[Reading text]:
Provincetown Printers was an art colony in Provincetown, Massachusetts during the early 20th-century of artists who created art using woodblock printing techniques. It was the first group of its kind in the United States, developed in an area when European and American avant-garde artists visited in number after World War I. The "Provincetown Print", a white-line woodcut print, was attributed to this group. Bror Julius Olsson Nordfeldt is credited with developing the technique, based upon Japanese ukiyo-e woodblock printing, though there is evidence that a lesser-known Provincetown artist, Edith Lake Wilkinson, was making white-line prints in 1914, a year earlier than Nordfeldt's first known efforts. Blanche Lazzell is said to have mastered the technique. Rather than creating separate woodblocks for each color, one block was made and painted. Small groves between the elements of the design created the white line. Because the artists often used soft colors, they sometimes have the appearance of a watercolor painting.

Early artists in the group included Ethel Mars, Ada Gilmore, Mildred McMillen, Maud Hunt Squire, Juliette Nichols and Bror Julius Olsson Nordfeldt. Other artists included William Zorach, Ferol Sibley Warthen, Blanche Lazzell, Karl Knaths, and Agnes Weinrich. Edna Boies Hopkins, a friend of Squires and Mars from the Art Academy of Cincinnati, also visited the community.

[Work request A]:
According to the Provincetown Printers text, who is credited with developing the white-line woodcut technique?
[Work request B]:
Continue the Provincetown Printers text from its final sentence.

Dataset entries
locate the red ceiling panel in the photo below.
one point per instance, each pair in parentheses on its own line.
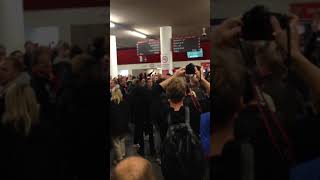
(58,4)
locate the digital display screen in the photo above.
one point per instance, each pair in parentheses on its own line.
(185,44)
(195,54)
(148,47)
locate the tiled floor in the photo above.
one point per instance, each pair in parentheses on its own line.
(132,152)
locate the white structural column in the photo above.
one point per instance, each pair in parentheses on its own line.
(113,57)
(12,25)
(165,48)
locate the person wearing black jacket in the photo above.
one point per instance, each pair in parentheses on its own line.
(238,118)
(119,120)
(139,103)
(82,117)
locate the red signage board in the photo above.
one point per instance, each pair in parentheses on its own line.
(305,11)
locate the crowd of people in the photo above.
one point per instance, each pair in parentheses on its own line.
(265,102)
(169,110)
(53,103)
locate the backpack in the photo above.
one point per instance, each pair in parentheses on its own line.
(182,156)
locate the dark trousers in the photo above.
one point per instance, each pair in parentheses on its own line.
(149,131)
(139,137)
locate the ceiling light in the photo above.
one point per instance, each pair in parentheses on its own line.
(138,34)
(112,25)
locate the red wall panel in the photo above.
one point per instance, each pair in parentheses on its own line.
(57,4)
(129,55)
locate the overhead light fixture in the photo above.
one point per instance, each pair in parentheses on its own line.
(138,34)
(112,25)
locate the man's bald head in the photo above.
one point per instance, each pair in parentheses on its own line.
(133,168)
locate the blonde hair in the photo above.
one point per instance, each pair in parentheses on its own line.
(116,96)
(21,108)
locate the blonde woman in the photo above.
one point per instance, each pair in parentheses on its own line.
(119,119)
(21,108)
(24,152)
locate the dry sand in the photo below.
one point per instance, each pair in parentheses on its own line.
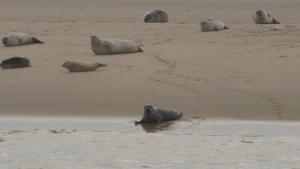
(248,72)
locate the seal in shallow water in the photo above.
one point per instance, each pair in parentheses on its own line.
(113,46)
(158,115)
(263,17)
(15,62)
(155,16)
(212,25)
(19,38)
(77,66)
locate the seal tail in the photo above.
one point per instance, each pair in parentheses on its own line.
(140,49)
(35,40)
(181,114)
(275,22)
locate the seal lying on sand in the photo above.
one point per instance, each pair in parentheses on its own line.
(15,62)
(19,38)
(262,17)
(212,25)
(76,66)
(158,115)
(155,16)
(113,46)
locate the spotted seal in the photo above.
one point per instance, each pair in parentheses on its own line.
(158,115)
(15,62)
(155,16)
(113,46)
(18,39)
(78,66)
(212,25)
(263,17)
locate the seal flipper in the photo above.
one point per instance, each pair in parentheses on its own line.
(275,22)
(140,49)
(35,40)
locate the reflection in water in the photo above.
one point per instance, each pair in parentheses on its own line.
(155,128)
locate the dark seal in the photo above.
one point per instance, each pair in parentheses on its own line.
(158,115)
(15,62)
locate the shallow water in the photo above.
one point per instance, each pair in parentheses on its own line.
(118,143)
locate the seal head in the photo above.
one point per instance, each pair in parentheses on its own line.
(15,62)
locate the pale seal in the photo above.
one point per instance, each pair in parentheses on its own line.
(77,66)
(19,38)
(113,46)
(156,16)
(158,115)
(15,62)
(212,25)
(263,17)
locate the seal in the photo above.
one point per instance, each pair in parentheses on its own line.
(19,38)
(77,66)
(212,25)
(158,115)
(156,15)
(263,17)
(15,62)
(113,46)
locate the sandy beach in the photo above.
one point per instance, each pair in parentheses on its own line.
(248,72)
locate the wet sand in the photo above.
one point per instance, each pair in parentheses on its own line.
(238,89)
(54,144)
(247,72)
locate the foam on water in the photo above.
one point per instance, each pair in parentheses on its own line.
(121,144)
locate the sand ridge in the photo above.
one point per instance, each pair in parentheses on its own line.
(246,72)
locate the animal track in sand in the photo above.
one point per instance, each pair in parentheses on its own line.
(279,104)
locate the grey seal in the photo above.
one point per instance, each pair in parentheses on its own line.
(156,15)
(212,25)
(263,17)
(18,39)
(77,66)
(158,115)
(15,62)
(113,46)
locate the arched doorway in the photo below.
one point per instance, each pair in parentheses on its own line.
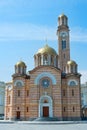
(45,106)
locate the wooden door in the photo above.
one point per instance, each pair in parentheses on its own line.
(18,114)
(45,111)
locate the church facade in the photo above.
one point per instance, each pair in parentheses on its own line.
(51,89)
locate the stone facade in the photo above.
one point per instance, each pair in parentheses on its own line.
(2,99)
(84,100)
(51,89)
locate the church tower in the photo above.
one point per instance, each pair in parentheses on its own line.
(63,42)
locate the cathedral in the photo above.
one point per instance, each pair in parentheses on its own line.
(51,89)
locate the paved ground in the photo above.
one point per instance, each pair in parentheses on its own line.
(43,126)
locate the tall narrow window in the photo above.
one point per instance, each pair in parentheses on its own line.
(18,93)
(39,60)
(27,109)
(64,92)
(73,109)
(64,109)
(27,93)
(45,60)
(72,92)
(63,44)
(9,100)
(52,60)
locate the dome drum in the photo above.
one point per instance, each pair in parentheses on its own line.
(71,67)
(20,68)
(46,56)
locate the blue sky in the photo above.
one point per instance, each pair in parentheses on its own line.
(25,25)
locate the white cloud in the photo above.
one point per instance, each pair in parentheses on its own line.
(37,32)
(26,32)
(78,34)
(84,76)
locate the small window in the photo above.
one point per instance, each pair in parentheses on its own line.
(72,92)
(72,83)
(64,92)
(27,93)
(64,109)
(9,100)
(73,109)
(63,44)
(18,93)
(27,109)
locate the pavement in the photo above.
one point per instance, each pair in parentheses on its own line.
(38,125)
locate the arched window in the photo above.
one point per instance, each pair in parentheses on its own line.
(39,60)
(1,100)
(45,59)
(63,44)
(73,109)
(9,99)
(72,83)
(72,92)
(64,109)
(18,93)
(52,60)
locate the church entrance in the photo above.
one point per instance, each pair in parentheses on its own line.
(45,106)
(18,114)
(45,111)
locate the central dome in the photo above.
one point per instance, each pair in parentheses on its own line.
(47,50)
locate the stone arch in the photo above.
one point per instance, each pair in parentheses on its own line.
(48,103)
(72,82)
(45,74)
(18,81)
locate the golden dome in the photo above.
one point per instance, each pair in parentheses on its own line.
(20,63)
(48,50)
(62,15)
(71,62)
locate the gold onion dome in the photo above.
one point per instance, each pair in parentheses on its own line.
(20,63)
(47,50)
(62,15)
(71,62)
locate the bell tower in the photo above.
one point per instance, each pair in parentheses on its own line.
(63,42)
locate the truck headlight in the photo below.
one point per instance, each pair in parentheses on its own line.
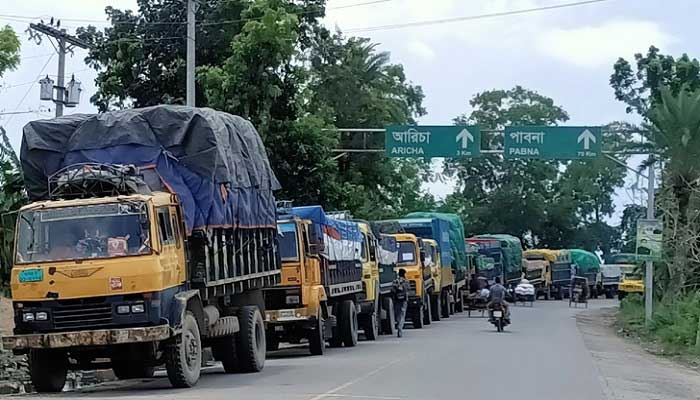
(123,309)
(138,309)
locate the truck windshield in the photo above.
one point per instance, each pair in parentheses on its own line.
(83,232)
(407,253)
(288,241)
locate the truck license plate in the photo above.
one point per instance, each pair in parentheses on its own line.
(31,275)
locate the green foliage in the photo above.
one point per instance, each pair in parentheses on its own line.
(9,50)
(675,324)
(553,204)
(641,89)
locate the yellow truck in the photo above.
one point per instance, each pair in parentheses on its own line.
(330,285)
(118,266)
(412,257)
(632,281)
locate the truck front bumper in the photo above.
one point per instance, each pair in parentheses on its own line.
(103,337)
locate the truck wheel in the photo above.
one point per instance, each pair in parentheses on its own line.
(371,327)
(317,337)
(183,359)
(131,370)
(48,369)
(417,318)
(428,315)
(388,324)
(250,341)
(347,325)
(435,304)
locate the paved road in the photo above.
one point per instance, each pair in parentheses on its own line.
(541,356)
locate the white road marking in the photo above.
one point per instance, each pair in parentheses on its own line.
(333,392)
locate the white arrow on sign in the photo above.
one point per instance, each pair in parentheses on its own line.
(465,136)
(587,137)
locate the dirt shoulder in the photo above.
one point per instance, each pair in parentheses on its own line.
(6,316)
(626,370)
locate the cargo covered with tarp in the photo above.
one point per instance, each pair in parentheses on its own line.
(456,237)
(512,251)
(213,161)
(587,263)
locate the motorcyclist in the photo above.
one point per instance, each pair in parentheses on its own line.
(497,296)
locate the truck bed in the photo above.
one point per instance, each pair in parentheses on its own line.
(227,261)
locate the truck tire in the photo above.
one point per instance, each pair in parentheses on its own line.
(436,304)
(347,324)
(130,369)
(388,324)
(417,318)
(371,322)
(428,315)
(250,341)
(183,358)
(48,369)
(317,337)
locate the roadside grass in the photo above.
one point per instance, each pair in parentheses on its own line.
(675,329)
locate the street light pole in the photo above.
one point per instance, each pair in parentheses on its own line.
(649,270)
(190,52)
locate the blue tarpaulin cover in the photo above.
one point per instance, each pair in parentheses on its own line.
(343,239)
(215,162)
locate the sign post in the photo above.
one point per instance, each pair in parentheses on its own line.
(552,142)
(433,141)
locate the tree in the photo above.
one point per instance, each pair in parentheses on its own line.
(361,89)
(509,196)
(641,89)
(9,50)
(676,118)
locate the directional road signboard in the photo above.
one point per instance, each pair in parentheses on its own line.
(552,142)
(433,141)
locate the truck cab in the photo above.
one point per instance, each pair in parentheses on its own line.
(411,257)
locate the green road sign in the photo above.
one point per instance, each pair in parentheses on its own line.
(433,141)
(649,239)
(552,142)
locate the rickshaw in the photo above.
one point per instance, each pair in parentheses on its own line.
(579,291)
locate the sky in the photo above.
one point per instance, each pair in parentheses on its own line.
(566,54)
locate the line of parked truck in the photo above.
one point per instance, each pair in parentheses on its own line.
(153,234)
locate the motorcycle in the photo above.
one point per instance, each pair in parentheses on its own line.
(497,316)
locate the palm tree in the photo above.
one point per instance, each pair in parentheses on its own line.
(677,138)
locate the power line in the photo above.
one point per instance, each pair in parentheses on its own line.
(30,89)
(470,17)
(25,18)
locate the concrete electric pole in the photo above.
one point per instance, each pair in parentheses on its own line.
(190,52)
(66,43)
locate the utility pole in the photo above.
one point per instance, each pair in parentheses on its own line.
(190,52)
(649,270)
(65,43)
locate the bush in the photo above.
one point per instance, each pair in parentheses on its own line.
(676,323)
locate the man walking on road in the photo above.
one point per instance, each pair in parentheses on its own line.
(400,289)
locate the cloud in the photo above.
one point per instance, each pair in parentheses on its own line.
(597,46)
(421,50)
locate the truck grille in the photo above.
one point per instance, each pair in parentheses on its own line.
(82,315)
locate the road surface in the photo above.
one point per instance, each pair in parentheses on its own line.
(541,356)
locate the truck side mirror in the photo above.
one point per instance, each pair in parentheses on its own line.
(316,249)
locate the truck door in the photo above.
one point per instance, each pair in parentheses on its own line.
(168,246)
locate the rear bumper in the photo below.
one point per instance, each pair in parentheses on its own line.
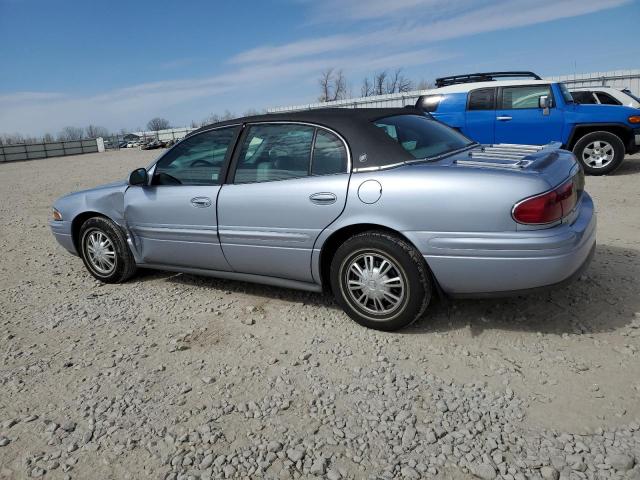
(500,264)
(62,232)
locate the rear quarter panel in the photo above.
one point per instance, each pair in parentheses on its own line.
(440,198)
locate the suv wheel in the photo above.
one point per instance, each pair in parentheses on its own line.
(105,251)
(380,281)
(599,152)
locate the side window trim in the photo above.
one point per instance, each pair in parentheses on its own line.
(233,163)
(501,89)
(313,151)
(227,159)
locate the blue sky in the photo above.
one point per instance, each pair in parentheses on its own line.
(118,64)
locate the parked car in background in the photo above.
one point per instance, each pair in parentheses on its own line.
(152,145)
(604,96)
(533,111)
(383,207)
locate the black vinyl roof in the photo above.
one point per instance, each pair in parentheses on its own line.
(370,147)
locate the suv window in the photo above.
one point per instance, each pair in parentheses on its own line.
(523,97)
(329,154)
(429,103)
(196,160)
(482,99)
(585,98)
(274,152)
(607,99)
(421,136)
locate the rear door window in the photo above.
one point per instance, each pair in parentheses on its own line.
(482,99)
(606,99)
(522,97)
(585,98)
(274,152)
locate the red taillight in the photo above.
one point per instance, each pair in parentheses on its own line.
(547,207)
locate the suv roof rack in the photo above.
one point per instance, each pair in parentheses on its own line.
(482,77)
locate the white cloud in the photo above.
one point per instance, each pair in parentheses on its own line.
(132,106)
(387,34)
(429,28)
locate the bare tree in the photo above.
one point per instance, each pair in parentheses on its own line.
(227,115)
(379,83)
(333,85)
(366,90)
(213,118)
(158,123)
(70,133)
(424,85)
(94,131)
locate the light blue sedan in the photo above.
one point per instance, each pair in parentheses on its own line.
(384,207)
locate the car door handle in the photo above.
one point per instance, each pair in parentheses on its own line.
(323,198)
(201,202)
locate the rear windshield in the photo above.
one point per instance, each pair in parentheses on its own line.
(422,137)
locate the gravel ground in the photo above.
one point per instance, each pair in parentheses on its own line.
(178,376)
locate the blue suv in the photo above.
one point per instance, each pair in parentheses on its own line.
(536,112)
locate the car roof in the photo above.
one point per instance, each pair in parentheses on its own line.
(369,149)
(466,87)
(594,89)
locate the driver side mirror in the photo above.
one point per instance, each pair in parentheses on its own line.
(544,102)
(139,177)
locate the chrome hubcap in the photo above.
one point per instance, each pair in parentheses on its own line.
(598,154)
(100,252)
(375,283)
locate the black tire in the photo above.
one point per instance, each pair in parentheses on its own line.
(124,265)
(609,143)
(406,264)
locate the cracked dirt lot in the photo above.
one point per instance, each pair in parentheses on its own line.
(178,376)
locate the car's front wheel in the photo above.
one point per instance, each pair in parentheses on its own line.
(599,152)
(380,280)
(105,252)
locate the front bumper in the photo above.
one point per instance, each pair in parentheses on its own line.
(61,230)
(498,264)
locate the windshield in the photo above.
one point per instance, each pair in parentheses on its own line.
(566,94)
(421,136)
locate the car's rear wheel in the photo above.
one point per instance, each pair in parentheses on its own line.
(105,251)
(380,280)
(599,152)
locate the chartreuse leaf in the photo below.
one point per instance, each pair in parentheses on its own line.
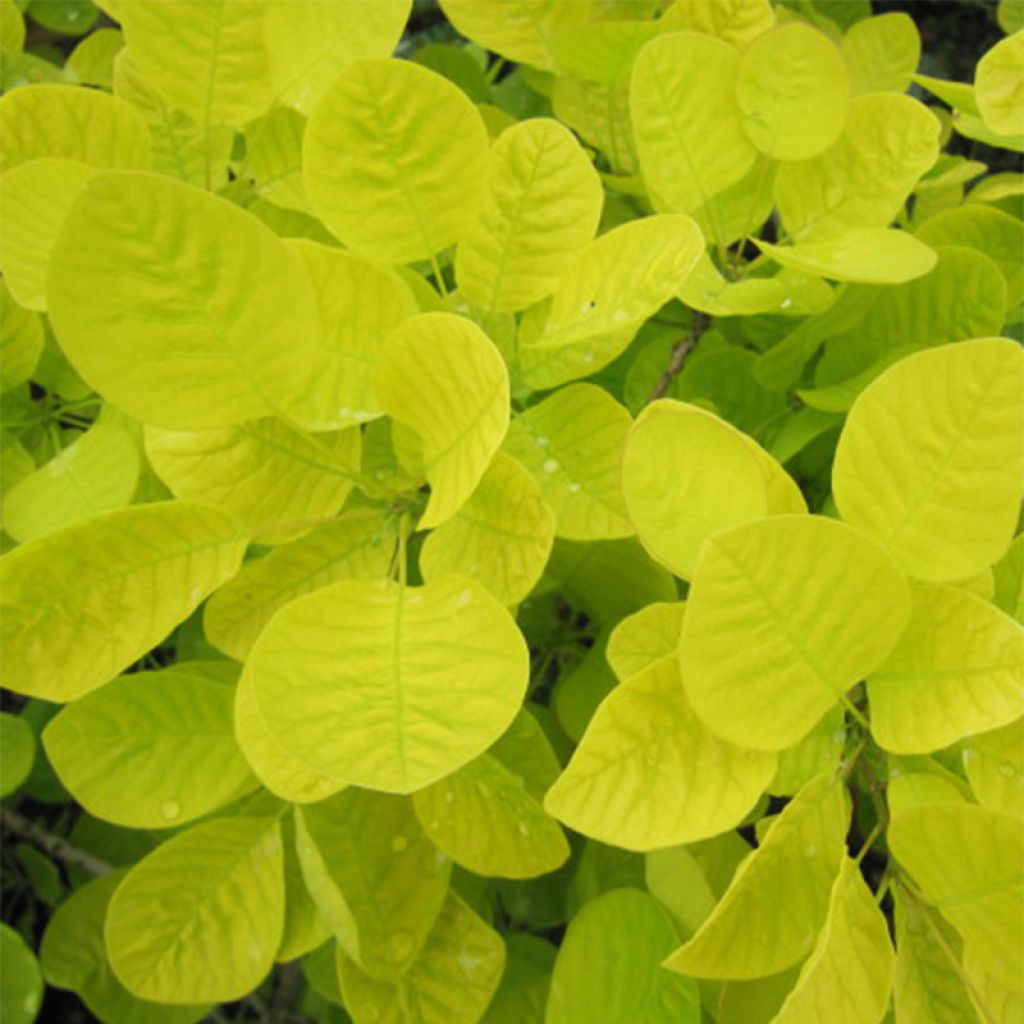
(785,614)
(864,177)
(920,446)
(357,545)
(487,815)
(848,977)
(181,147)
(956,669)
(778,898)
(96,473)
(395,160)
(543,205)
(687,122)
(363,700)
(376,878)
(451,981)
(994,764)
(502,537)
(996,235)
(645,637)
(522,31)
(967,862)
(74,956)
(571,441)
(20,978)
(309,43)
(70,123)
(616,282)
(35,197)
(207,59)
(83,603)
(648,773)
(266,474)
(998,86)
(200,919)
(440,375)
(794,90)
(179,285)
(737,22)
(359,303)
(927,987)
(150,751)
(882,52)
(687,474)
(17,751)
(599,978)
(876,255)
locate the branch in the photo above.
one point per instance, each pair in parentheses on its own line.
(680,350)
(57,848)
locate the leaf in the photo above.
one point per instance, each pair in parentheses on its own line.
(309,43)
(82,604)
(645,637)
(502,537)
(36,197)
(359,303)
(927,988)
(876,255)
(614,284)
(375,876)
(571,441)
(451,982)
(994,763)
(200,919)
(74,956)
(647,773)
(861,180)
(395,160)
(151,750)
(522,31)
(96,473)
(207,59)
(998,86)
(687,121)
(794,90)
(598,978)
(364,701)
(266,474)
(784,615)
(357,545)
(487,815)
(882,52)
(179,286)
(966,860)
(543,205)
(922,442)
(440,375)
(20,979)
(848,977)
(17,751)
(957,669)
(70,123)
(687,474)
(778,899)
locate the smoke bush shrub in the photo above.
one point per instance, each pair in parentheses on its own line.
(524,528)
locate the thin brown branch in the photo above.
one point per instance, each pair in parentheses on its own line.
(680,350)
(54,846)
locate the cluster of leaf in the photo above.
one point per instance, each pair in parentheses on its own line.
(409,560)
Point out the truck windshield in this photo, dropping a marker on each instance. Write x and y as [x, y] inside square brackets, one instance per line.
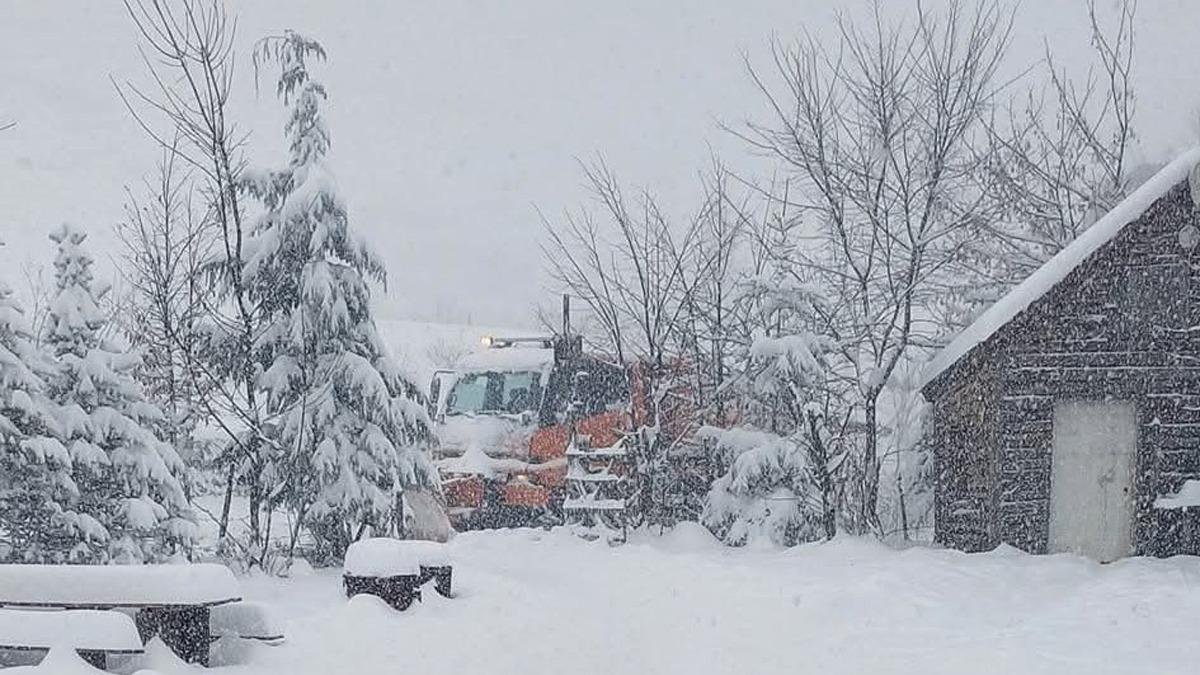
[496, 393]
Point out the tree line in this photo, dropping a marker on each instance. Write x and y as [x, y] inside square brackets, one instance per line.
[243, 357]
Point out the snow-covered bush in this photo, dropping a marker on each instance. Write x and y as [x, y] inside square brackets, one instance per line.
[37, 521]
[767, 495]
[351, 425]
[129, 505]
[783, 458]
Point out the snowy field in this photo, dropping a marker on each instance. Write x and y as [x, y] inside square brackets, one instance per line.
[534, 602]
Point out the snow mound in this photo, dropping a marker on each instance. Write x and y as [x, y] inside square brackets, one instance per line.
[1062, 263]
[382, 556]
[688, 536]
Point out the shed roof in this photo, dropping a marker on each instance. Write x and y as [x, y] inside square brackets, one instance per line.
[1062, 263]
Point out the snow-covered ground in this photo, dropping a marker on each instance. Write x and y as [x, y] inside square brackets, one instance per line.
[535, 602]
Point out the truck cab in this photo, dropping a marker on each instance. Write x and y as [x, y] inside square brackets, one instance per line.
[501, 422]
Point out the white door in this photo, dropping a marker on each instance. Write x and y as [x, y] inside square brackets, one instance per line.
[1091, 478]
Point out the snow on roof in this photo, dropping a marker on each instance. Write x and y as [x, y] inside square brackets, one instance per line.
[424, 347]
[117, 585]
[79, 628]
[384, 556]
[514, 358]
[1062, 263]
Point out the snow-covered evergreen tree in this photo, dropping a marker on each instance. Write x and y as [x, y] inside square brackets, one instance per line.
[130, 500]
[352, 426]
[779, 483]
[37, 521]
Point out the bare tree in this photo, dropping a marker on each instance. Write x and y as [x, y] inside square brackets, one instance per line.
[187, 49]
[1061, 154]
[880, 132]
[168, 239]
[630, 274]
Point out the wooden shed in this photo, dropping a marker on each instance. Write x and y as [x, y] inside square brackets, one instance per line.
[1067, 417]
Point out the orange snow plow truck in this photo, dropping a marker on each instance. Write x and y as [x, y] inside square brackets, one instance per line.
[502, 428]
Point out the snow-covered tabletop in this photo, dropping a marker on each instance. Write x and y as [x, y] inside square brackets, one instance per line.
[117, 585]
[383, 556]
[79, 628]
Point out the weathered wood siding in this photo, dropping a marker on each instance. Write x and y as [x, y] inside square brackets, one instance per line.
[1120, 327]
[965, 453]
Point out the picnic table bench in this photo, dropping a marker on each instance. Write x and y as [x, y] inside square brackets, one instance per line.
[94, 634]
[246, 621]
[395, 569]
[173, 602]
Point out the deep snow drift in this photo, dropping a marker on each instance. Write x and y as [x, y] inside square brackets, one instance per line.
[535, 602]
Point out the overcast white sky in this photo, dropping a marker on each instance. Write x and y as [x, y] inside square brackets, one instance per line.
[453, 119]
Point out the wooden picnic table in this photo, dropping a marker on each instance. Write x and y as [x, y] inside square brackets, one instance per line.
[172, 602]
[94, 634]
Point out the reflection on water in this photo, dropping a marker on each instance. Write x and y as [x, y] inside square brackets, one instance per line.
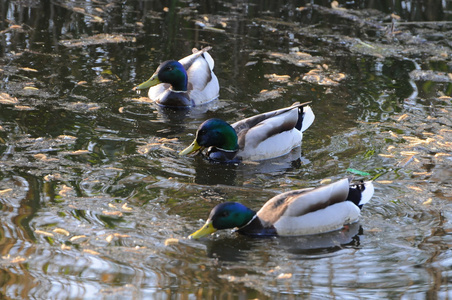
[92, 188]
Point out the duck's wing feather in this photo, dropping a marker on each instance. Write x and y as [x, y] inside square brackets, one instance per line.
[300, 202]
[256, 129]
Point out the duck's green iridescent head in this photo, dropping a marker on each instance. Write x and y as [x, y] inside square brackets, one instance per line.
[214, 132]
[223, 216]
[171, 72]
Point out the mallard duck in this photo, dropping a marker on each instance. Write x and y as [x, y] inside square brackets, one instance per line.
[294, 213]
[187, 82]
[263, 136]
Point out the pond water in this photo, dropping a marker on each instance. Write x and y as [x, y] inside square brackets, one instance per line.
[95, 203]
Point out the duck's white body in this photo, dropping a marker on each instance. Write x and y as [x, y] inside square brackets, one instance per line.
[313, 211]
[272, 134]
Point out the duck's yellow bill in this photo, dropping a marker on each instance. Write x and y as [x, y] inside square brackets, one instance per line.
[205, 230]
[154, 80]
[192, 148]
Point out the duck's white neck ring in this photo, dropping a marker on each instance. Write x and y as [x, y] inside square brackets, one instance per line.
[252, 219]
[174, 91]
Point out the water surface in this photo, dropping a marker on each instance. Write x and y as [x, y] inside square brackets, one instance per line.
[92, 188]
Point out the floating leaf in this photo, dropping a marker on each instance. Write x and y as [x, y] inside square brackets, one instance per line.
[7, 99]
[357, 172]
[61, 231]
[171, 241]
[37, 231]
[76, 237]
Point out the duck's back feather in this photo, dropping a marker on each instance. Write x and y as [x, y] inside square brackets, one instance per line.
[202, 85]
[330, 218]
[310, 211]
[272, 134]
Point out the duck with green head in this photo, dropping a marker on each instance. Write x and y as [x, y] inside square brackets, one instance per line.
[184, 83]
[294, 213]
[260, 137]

[Response A]:
Bror Julius Olsson Nordfeldt.

[Response B]:
Bill Evaul, a writer for Print Review in the late 1970s, was asked to write an article about "printmaking in Provincetown", but by that time many of the artists were no longer alive. Through research with Myron Stout and meeting with some surviving members, like Ferol Sibley Warthen, he learned the history about the Provincetown Print and later learned how to create works of art with the technique. Since then, he has promoted the white line woodcut technique in his historical research paper "Provincetown Printers: Genesis of a Unique Woodcut Tradition",  taught and lectured about the technique, and has created and shown his version of the Provincetown Prints in exhibits.

An exhibit of 75 works of art from this group was held at the Smithsonian American Art Museum from September 9, 1983 to January 8, 1984.

See also
 Provincetown Art Association and Museum
 Ella Sophonisba Hergesheimer
 Mary Tannahill
 Anna Heyward Taylor

References

External links
 How to make a Provincetown Print (video)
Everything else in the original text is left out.